Stored records:
- - - -

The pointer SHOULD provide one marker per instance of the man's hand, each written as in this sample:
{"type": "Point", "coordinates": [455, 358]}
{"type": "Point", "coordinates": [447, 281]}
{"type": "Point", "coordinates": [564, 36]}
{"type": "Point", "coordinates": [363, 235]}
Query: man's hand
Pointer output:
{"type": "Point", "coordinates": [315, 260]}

- - - -

- [Task to complete]:
Write out the rows again, substituting "woman's hand" for each "man's hand". Keep everything else the same.

- [Result]:
The pointer SHOULD provide one marker per instance of the woman's hand, each written as in this sample:
{"type": "Point", "coordinates": [455, 358]}
{"type": "Point", "coordinates": [447, 281]}
{"type": "Point", "coordinates": [564, 36]}
{"type": "Point", "coordinates": [363, 235]}
Query: woman's hand
Pointer output:
{"type": "Point", "coordinates": [315, 260]}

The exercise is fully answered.